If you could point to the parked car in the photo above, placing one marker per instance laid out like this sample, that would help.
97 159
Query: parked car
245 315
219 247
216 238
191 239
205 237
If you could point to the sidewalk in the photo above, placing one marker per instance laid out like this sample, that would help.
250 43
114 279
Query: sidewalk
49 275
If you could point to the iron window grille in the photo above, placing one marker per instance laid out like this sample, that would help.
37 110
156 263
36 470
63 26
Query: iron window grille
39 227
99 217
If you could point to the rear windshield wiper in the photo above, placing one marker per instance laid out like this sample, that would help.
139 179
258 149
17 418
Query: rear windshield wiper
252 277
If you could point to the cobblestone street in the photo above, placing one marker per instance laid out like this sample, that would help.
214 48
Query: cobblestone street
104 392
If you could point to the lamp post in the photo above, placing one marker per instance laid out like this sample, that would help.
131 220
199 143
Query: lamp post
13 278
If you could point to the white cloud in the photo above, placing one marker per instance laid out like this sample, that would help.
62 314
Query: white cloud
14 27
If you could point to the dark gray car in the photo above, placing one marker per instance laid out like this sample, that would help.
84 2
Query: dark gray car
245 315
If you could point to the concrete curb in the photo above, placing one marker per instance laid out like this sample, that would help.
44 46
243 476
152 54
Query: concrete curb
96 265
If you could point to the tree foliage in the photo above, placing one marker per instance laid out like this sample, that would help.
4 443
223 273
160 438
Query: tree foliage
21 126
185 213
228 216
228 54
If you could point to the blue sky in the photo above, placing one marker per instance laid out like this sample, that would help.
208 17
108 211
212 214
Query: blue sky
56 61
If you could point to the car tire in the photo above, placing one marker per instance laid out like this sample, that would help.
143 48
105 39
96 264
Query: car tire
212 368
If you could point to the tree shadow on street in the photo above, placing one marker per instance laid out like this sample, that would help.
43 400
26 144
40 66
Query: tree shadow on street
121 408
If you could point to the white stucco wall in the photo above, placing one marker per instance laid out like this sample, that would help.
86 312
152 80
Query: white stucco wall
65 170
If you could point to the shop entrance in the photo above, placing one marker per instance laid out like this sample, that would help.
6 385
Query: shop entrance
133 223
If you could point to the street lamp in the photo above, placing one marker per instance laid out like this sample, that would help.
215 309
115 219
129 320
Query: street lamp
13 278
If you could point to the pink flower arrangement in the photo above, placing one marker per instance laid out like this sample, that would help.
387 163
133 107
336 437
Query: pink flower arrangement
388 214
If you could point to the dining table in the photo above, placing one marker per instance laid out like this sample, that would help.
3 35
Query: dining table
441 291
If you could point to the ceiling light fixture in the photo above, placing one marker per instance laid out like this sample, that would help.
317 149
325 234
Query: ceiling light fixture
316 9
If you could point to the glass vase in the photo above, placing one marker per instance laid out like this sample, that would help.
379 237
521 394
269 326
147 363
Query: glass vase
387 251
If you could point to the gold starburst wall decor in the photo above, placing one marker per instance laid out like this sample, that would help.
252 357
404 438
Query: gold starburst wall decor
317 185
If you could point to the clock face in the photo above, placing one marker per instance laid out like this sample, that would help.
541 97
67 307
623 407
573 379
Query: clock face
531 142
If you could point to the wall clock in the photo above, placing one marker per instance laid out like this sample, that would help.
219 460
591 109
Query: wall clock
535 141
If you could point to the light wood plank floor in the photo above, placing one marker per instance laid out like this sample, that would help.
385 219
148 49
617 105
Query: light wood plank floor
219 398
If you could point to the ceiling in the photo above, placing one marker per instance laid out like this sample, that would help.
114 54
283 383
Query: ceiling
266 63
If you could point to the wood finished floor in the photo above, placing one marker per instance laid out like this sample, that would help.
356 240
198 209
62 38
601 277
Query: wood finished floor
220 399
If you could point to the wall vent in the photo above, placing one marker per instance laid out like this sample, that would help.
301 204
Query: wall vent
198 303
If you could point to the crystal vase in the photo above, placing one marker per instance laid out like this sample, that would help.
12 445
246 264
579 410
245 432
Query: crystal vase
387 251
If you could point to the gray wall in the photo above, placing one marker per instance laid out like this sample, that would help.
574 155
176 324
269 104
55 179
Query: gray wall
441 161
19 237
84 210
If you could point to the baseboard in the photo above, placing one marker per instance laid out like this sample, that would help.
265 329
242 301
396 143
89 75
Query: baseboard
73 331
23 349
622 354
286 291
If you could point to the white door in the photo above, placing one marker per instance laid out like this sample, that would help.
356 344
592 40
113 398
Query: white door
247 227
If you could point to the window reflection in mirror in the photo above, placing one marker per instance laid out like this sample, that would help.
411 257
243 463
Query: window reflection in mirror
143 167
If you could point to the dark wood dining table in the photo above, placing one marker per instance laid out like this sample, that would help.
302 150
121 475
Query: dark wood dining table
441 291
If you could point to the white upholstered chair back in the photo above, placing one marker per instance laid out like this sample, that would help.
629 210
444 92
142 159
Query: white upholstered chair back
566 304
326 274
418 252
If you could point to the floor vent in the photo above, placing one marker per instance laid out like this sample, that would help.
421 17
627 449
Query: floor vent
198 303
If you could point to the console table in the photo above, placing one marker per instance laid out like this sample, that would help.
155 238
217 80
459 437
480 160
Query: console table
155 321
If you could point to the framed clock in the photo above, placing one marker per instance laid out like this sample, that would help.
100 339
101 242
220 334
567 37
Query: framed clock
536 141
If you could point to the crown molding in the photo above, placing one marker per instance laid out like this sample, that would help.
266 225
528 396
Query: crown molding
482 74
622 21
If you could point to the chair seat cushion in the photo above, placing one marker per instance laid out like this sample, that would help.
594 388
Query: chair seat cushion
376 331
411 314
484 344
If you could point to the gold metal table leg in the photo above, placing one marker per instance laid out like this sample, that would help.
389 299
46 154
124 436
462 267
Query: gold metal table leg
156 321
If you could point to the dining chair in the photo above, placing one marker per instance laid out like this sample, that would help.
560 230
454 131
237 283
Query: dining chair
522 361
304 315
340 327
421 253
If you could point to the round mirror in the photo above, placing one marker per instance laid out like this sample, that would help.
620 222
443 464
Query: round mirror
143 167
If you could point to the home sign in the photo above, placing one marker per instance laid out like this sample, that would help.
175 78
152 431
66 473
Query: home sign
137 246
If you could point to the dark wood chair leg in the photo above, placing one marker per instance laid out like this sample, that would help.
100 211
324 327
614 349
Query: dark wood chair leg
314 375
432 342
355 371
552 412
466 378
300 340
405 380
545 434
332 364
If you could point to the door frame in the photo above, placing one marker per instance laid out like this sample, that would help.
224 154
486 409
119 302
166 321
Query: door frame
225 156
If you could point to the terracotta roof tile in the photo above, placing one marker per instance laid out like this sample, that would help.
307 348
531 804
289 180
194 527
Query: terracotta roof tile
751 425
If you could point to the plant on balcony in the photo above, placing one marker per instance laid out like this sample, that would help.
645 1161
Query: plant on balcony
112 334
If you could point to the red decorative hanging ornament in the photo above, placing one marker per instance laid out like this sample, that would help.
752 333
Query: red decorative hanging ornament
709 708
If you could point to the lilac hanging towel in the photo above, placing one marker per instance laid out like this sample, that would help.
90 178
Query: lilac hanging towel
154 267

#####

◆ **TASK**: Output the full listing above without altering a single word.

◆ **RESULT OF THIS EXERCISE**:
If you could point to the parked car in the photo above, placing one marker per instance laid out like this sample, that would help.
97 159
Query: parked car
245 315
219 247
216 238
191 239
205 237
If you could point to the sidewalk in the photo above, placing one marker per instance laid out like this sample, that would help.
250 43
114 279
Query: sidewalk
49 275
If you could point to the iron window grille in the photo above, placing one marker per instance laid out like this sample, that would help.
37 110
156 263
36 470
63 26
Query: iron window grille
39 227
99 217
If you could point to the rear windshield wiper in the photo above, placing one marker per instance laid out like this sample, that would help.
139 179
258 149
17 418
Query: rear windshield wiper
252 277
If you could point to the cobblestone street in the photo above, placing one marker per instance laid out like this sample, that would help.
214 48
Query: cobblestone street
104 392
If you could point to the lamp post in the photo above, placing one marker per instance laid out like this sample, that would help.
131 220
199 143
Query: lamp post
13 278
If you could point to the white cloud in the photo above, placing one marker per instance laid out like this sample, that would help.
62 314
Query: white cloud
14 27
If you could point to the dark gray car in the photo above, placing one marker per instance laid out like this sample, that would help.
84 2
Query: dark gray car
245 315
If you could point to the concrete curb in the photo above, placing one marker per instance laid out like this sample, that would help.
44 46
243 476
152 54
Query: concrete curb
96 265
If you could point to the tree foliage in the photo above, placing one marker per instance laid out like this sample, that would help.
4 443
223 273
160 438
Query: tree foliage
21 126
185 213
228 216
228 54
If you could point to the blue sky in the photo above, placing one marker per instance laid out like this sample, that would help.
208 17
108 211
212 214
Query: blue sky
56 61
If you could point to the car tire in the photo above, placing one marker per instance laid out like this sample, that would help.
143 48
105 39
96 264
Query: car tire
212 368
If you could point to the tree shadow on street in the photo above, placing one marker per instance laid out like this sample, that would help.
43 400
26 144
40 66
Query: tree shadow on street
121 408
If you could point to the white stucco wall in the photo above, placing one marker per instance laid out like this sample, that would help.
86 312
152 80
Query: white stucco wall
65 170
If you could point to the shop entrance in the photo above, placing one marker per instance laid out like this sample, that would help.
6 385
Query: shop entrance
133 223
If you could point to the street lamp in the photo above, placing one marker per instance laid out like this sample, that would help.
215 309
115 219
129 320
Query: street lamp
13 278
If you could point to the pink flower arrangement in the photo above, placing one marker per instance laid out like this sample, that would help.
387 163
133 107
336 437
Query: pink flower arrangement
388 214
If you could point to the dining table in the photo above, placing one marker per instance laid out like this sample, that would help.
3 35
Query: dining table
441 291
If you could point to the ceiling light fixture in the photo above, placing one marker per instance laid out like this sample, that would help.
317 149
325 234
Query: ceiling light fixture
316 9
If you could point to the glass vase in the photo above, placing one marker per instance laid out like this sample, that would help.
379 237
521 394
269 326
147 363
Query: glass vase
387 251
If you could point to the gold starburst wall decor in the photo above, placing one marker per instance laid out like this sample, that would help.
252 357
404 438
Query: gold starburst wall decor
317 185
If you could point to the clock face in the photo above, placing one marker per instance laid out like this sample, that would help.
541 97
67 307
623 407
573 379
Query: clock face
531 142
If you could point to the wall clock in the photo above, placing one marker per instance laid out like this sample, that would help.
219 460
591 109
Query: wall clock
535 141
If you could point to the light wood plank floor in the photo above, placing one marker per instance laid out like this sample, that would help.
385 219
148 49
617 105
Query: light wood plank floor
219 398
If you could point to the ceiling in the photo above, placing one marker per instance laid out like this sample, that would help.
114 54
283 383
Query: ceiling
266 63
If you could point to the wood finished floor in the photo above, placing one marker per instance laid out like this sample, that would help.
356 240
198 209
62 38
601 277
Query: wood finished floor
220 399
If you could point to the wall vent in the photo above, placing one marker per instance laid out like this sample, that would help.
301 204
Query: wall vent
198 303
If you could point to the crystal vase in the photo above, placing one marker per instance laid out like this sample, that would help.
12 445
246 264
579 410
245 432
Query: crystal vase
387 251
If you could point to the gray wall in the photo above, placing one marker per instance laid out like this sample, that would help.
574 155
176 324
269 104
55 179
Query: gray wall
441 161
19 237
84 210
If you could point to the baseboard in the photo above, placing one marker per instance laid out like this sample, that would help.
265 329
242 301
396 143
89 75
Query: baseboard
73 331
23 349
622 354
286 291
If you could point to the white door in the photo above, placing one marker per instance laid out like this sample, that would help.
356 344
592 40
113 398
Query: white door
247 227
If you could point to the window reflection in mirror in the photo above, placing one marker per instance laid out like this sample, that would help.
411 257
243 463
Query: window reflection in mirror
143 167
If you could point to the dark wood dining table in the photo above, placing one marker per instance laid out like this sample, that would help.
302 150
121 475
Query: dark wood dining table
441 291
If you could point to the white upholstered chair back in the photo above, placing one marker per instance laid out like this sample, that would help.
629 210
444 92
142 159
Query: white upholstered chair back
566 304
326 274
418 252
If you could point to the floor vent in the photo above, placing one marker per instance laid out like this sample, that would help.
421 17
627 449
Query: floor vent
198 303
If you could point to the console table in the photo above, placing one marker per instance laid out like this sample, that would help.
155 238
217 80
459 437
480 160
Query: console table
155 321
If you could point to the framed clock in the photo above, placing one marker per instance laid out like this sample, that would help.
100 339
101 242
220 334
567 37
Query: framed clock
536 141
If you could point to the crown molding in the photo above, placing one marker per instance laid out like this sample, that would help.
266 225
528 396
Query: crown molding
482 74
622 21
If you could point to the chair seat cushion in the photo above, placing one marker per instance laid out like this sample, that would help.
594 388
Query: chair seat cushion
376 331
411 314
484 344
If you could point to the gold metal table leg in the photo above, placing one marker per instance laid out like this sample, that would help.
389 299
46 154
124 436
462 267
Query: gold metal table leg
156 321
If you could point to the dining chair in the photo above, placing one marker per instance laid out like this sample, that would help.
560 230
454 131
237 283
Query: dining chair
522 361
304 315
340 327
421 253
If you could point to the round mirror in the photo above, placing one marker per instance laid out like this sample, that would help.
620 222
443 464
Query: round mirror
143 167
If you could point to the home sign in the photo above, placing one marker per instance laid out like this sample, that would help.
175 78
152 431
66 473
Query: home sign
137 246
If you could point to the dark wood chair leg in the photo above, placing one marker per instance laid out like this sample, that would help.
100 211
324 327
614 349
Query: dark wood chair leg
314 375
432 342
355 371
552 412
466 378
300 340
405 380
545 434
332 364
If you could point to the door frame in the photo above, placing one marker per instance laid out like this sample, that would help.
224 154
486 409
119 302
166 321
Query: door frame
225 156
If you could point to the terracotta roof tile in the photo above, placing one marker per instance laid out like this sample, that would help.
307 348
531 804
289 180
194 527
Query: terracotta roof tile
751 425
If you could point to the plant on balcony in the photo above, placing one marker per instance laid out like this sample, that would help.
645 1161
Query: plant on balcony
112 334
If you could point to the red decorative hanging ornament in the photo above, placing one marker per instance laid out like this sample, that would help.
752 333
Query: red decorative hanging ornament
709 708
If you could point to the lilac hanging towel in the photo above, placing one marker per instance laid out like this sample, that would help.
90 178
Query: lilac hanging towel
154 267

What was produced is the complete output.